===== DATA IN THIS EXERCISE =====
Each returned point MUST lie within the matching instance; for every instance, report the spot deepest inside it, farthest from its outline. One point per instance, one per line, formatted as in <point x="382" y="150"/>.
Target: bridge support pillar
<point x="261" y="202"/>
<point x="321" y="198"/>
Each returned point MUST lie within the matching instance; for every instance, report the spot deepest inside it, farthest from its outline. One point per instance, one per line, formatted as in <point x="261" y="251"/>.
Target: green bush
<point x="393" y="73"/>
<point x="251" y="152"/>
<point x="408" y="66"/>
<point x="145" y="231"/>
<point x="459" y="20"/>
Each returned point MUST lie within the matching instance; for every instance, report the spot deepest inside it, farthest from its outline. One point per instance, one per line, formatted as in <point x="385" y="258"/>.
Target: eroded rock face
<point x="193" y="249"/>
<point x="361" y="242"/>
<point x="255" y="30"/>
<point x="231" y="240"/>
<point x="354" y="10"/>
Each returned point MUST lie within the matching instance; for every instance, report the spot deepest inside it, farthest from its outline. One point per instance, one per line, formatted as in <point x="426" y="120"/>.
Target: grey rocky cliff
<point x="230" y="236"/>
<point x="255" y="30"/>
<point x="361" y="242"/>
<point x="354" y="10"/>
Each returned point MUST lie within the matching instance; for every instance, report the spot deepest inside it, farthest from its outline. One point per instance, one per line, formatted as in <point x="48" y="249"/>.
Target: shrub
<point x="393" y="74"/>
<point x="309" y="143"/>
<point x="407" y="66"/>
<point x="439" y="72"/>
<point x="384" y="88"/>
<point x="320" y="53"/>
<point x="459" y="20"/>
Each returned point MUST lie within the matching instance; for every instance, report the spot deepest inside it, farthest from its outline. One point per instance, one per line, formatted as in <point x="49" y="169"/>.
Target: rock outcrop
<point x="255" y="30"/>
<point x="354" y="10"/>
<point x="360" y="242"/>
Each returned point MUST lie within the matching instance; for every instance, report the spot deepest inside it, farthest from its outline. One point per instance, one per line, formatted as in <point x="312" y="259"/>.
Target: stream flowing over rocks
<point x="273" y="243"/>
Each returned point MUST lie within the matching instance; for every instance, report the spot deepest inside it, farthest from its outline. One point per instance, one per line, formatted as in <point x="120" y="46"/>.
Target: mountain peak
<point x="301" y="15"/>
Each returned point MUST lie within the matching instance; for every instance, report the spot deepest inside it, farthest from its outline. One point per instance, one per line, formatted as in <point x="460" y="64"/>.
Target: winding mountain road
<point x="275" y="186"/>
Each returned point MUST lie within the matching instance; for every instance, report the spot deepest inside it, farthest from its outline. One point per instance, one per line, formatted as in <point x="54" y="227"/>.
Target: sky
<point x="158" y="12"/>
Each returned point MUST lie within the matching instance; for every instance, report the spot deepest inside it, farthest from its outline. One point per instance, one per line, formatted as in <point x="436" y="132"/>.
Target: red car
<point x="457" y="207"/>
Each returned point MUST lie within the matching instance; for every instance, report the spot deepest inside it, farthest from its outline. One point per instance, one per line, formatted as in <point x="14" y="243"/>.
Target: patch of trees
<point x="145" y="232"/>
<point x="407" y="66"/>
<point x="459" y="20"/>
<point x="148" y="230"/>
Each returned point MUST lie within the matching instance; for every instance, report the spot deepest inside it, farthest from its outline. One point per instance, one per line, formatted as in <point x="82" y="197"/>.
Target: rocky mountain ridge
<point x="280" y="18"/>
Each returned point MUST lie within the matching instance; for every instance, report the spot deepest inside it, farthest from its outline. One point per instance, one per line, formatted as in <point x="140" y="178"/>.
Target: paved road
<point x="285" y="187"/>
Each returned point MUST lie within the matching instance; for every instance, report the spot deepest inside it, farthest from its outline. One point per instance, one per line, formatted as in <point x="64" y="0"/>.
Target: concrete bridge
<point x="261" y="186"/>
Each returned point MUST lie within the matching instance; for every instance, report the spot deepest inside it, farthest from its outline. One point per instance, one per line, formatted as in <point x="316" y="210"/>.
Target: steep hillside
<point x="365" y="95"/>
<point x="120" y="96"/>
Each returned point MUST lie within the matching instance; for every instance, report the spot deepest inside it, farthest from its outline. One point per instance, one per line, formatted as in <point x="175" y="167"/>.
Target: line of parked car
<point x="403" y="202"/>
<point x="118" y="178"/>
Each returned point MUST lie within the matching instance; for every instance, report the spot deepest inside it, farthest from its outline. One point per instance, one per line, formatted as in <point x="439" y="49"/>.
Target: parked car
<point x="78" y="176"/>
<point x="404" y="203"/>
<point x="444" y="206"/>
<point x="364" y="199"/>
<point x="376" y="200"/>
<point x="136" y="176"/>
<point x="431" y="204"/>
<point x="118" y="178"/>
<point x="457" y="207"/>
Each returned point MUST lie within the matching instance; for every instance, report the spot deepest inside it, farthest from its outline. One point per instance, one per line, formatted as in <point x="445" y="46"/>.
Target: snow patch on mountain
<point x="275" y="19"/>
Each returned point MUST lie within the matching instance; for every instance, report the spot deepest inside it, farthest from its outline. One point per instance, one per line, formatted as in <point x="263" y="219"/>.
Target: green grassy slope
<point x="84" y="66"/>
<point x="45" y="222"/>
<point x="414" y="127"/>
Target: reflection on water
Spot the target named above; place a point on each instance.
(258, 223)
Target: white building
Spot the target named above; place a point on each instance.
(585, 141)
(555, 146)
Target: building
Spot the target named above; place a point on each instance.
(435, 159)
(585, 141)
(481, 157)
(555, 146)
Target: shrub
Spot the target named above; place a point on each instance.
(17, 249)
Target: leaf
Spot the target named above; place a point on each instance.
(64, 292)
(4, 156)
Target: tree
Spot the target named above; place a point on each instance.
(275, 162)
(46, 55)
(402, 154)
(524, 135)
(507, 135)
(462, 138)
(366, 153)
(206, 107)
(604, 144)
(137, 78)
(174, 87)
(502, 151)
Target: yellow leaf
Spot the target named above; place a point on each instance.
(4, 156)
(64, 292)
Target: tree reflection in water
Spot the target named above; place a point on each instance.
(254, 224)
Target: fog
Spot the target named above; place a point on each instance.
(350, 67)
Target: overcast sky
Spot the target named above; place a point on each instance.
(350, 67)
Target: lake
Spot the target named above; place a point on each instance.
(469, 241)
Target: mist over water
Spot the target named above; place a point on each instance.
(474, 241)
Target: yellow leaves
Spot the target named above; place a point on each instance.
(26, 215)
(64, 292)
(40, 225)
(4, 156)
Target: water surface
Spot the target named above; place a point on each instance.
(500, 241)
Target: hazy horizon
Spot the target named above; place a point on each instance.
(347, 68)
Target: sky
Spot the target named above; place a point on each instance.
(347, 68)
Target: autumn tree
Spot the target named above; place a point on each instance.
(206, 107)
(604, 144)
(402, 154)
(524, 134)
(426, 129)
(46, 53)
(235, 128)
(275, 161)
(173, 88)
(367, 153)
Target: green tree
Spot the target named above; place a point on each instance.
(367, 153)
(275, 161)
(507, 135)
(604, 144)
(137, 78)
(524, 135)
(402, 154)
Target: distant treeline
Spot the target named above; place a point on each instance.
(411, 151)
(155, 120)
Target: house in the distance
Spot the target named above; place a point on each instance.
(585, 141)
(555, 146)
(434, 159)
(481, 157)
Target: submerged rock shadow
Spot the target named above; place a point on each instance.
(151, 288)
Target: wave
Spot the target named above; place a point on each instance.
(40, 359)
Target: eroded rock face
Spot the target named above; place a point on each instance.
=====
* WHAT IS NEEDED
Repeat what the records above say. Use their exact words.

* YOUR RESPONSE
Each returned point MUST lie within the matching instance; for every instance, report the spot deepest inside it, farthest from its outline. One point per instance, one per line, formatted as in <point x="382" y="150"/>.
Target: bridge support pillar
<point x="261" y="202"/>
<point x="321" y="198"/>
Each returned point MUST lie within the matching instance; for every instance, report the spot deepest inside it, farthest from its outline. One point per instance, one per line, formatted as in <point x="261" y="251"/>.
Target: green bush
<point x="393" y="73"/>
<point x="251" y="152"/>
<point x="408" y="66"/>
<point x="145" y="231"/>
<point x="459" y="20"/>
Each returned point MUST lie within the matching instance; for every instance, report the spot deepest inside it, farthest from its outline. One point per instance, one per line, formatted as in <point x="385" y="258"/>.
Target: eroded rock face
<point x="193" y="249"/>
<point x="361" y="242"/>
<point x="255" y="30"/>
<point x="231" y="240"/>
<point x="354" y="10"/>
Each returned point MUST lie within the matching instance; for every instance, report the spot deepest inside it, farthest from its outline. One point per instance, one per line, formatted as in <point x="426" y="120"/>.
Target: grey rocky cliff
<point x="230" y="236"/>
<point x="255" y="30"/>
<point x="361" y="242"/>
<point x="354" y="10"/>
Each returned point MUST lie within the matching instance; for every instance, report the spot deepest inside it, farthest from its outline. One point per instance, one per line, formatted as in <point x="48" y="249"/>.
Target: shrub
<point x="393" y="74"/>
<point x="309" y="143"/>
<point x="407" y="66"/>
<point x="439" y="72"/>
<point x="384" y="88"/>
<point x="320" y="53"/>
<point x="459" y="20"/>
Each returned point MUST lie within the matching instance; for every instance, report the spot deepest inside it, farthest from its outline. One point per instance, one per line, formatted as in <point x="49" y="169"/>.
Target: rock outcrop
<point x="255" y="30"/>
<point x="354" y="10"/>
<point x="360" y="242"/>
Each returned point MUST lie within the matching instance; for every instance, report the spot deepest inside it, farthest from its outline. One point per instance, one per line, formatted as in <point x="312" y="259"/>.
Target: stream flowing over rocks
<point x="273" y="243"/>
Each returned point MUST lie within the matching instance; for every instance, report the spot deepest inside it, farthest from its outline. One point per instance, one per line, formatted as in <point x="120" y="46"/>.
Target: mountain peak
<point x="301" y="15"/>
Each returned point MUST lie within the matching instance; for every instance, report the spot deepest inside it, farthest from its outline. One point per instance, one per line, formatted as in <point x="460" y="64"/>.
Target: winding mountain road
<point x="275" y="186"/>
Each returned point MUST lie within the matching instance; for every instance, report the spot deepest inside it, farthest from its outline. One point per instance, one per line, formatted as in <point x="54" y="227"/>.
Target: sky
<point x="158" y="12"/>
Each returned point MUST lie within the matching instance; for every instance, report the spot deepest inside it, farthest from its outline. One point per instance, one per line, formatted as in <point x="436" y="132"/>.
Target: red car
<point x="457" y="207"/>
Each returned point MUST lie within the matching instance; for every instance, report the spot deepest inside it, farthest from its outline. One point per instance, one per line, formatted as in <point x="14" y="243"/>.
Target: patch of trees
<point x="145" y="232"/>
<point x="407" y="66"/>
<point x="459" y="20"/>
<point x="148" y="230"/>
Each returned point MUST lie within the matching instance; for every instance, report the spot deepest inside it, farthest from its outline. One point per instance, one per line, formatted as in <point x="82" y="197"/>.
Target: rocky mountain ridge
<point x="280" y="18"/>
Each returned point MUST lie within the matching instance; for every instance, report the spot deepest inside it, farthest from its outline. One point per instance, one per line, formatted as in <point x="140" y="178"/>.
Target: paved road
<point x="285" y="187"/>
Each returned point MUST lie within the matching instance; for every instance, report the spot deepest inside it, farthest from its outline. One point per instance, one per line, formatted as in <point x="64" y="0"/>.
Target: concrete bridge
<point x="261" y="186"/>
Each returned point MUST lie within the matching instance; for every instance, report the spot deepest inside it, farthest from its outline. One point per instance, one per line, formatted as in <point x="316" y="210"/>.
Target: steep hillside
<point x="365" y="95"/>
<point x="120" y="96"/>
Each returned point MUST lie within the matching instance; for every instance, report the spot deepest inside it, farthest from its outline. One point per instance, one per line, formatted as in <point x="175" y="167"/>.
Target: line of parked car
<point x="403" y="202"/>
<point x="118" y="178"/>
Each returned point MUST lie within the matching instance; for every instance, report the spot deepest inside it, farthest from its outline. One point per instance, one per line, formatted as in <point x="439" y="49"/>.
Target: parked car
<point x="78" y="176"/>
<point x="404" y="203"/>
<point x="444" y="206"/>
<point x="364" y="199"/>
<point x="376" y="200"/>
<point x="136" y="176"/>
<point x="431" y="204"/>
<point x="118" y="178"/>
<point x="457" y="207"/>
Each returned point MUST lie within the matching instance; for every instance, report the spot deepest inside it, farthest from its outline. One point per instance, one per line, formatted as in <point x="445" y="46"/>.
Target: snow patch on mountain
<point x="275" y="19"/>
Each returned point MUST lie within the matching instance; for every instance, report the spot deepest inside it, farthest from its outline. One point per instance, one per line, formatted as in <point x="263" y="219"/>.
Target: green grassy slope
<point x="84" y="66"/>
<point x="45" y="222"/>
<point x="414" y="127"/>
Target: reflection on water
Spot the target named above; place a point on each instance.
(258, 223)
Target: white building
Spot the target named above; place a point on each instance.
(585, 141)
(555, 146)
Target: building
Spot the target named above; place a point on each instance.
(435, 159)
(585, 141)
(481, 157)
(555, 146)
Target: shrub
Spot the target named above; place a point on each instance.
(17, 249)
Target: leaf
Spot the target named above; place a point on each instance.
(64, 292)
(4, 156)
Target: tree
Spot the target named above; place a point on each instance.
(275, 162)
(46, 55)
(402, 154)
(524, 135)
(507, 135)
(462, 138)
(366, 153)
(206, 107)
(604, 144)
(137, 78)
(174, 87)
(502, 151)
Target: yellow leaf
Spot the target named above; place a point on each instance.
(4, 156)
(64, 292)
Target: tree reflection in water
Spot the target named above; place a point on each instance.
(254, 224)
Target: fog
Spot the target named above; place a point on each instance.
(350, 67)
Target: overcast sky
Spot the target named above; place a point on each instance.
(350, 67)
Target: lake
Spot the target named above; place a point on each instance.
(469, 241)
Target: mist over water
Spot the target named above; place a point on each instance.
(474, 241)
Target: yellow leaves
Spot the target named above; place a point on each instance.
(26, 215)
(64, 292)
(40, 225)
(4, 156)
Target: water surface
Spot the target named above; place a point on each instance.
(500, 241)
Target: hazy horizon
Spot the target named above; place a point on each instance.
(347, 68)
Target: sky
Spot the target named above; place a point on each instance.
(347, 68)
Target: autumn tree
Spot the target named above; place a point on each instance.
(206, 107)
(604, 144)
(402, 154)
(524, 134)
(426, 129)
(46, 53)
(235, 128)
(275, 161)
(173, 88)
(367, 153)
Target: green tree
Spot the target named above; place a point on each instance.
(367, 153)
(275, 161)
(507, 135)
(604, 144)
(137, 78)
(524, 135)
(402, 154)
Target: distant treeline
Spot the target named above; place a point on each instance.
(411, 151)
(155, 120)
Target: house in the distance
Spot the target named above; place a point on each instance.
(585, 141)
(555, 146)
(434, 159)
(481, 157)
Target: submerged rock shadow
Spot the target named above; place a point on each instance.
(151, 288)
Target: wave
Spot the target named above; place a point on each instance.
(40, 359)
Target: eroded rock face
Spot the target named above; place a point on each instance.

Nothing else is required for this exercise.